Objectif visé » Rédigez la suite de l'extrait sur les indicateurs de qualité des soins, s'il vous plaît, en reprenant juste après sa dernière phrase.

Extrait présenté »
En HAD, nous alertons sur deux indicateurs : la coordination de la prise en charge et le risque d’escarre. L’évaluation du risque d’escarre chute et confirme une tendance à la baisse déjà observée en 2019. Pour améliorer les pratiques mesurées par ces indicateurs, il est important de dégager du temps pour prévenir des complications qui sont très dommageables pour les patients et de veiller à ne pas passer au second plan ces actions qui sont trop rapidement dépriorisées.

Pour la première fois – dans le cadre de la maîtrise de la diffusion des bactéries multirésistantes aux antibiotiques et des micro-organismes à haut potentiel de transmission croisée – un indicateur précautions complémentaires contact qui évalue la prévention des infections associées aux soins a fait l’objet d’une mesure nationale. Nous espérons une évolution positive de cet indicateur actuellement à 28 %. Le Covid est certainement à l’origine de l’excellent score de l’indice de consommation des solutions hydro alcooliques, mais il n’est que le reflet indirect de l’hygiène des mains. En matière de prévention des infections associées aux soins des efforts conséquents doivent encore être faits.

Dans certains établissements, les résultats des indicateurs de complication en chirurgie orthopédique sont médiocres du fait d’une surutilisation de l’échographie doppler qui engendre des traitements sans raison et dont les conséquences chez le patient ne sont pas anodines. Ces établissements doivent s’interroger sur leurs pratiques.

Au fil des années, quels sont les freins à l’amélioration de la transmission et la qualité de la lettre de liaison à la sortie de l’établissement ?

Section des données »
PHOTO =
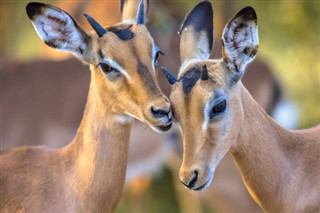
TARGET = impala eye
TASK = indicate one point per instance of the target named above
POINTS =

Réponse proposée »
Dans un monde hyper connecté, le dialogue n’est pas toujours de qualité. Ainsi, au sein d’un établissement, les données d’une lettre de liaison complète ne sont pas systématiquement assemblées. Certaines structures ont pris le temps d’organiser la transmission des données pour que cela fonctionne et elles y parviennent. Il est important que le patient sorte d’une hospitalisation avec l’ensemble des données relatives à son parcours de soins. Sans cela, la coordination entre médecine de ville et établissement de santé est impossible. Cette lettre est indispensable pour assurer la continuité des soins et rassurer le patient.

L’établissement doit penser à sa gestion des données pour anticiper la sortie du patient dès son admission ce qui est paradoxal car les temps d’hospitalisation sont de plus en plus courts. Tous les items des textes réglementaires doivent être rassemblés pour définir ce protocole. Et puis, nous faisons preuve de souplesse en acceptant que certaines données – telle l’ordonnance de sortie – soient simplement jointes et pas rassemblées dans un document unique.

Consciente de l’importance de cette continuité de la prise en charge, la CNAM a mis en place un plan d’action pour aider les établissements les plus en difficulté. Nous espérons beaucoup de cette mesure ainsi que d’un partage d’expériences entre établissements.

Que faut-il mettre en œuvre pour améliorer la prévention des infections associées, autres résultats insatisfaisants ?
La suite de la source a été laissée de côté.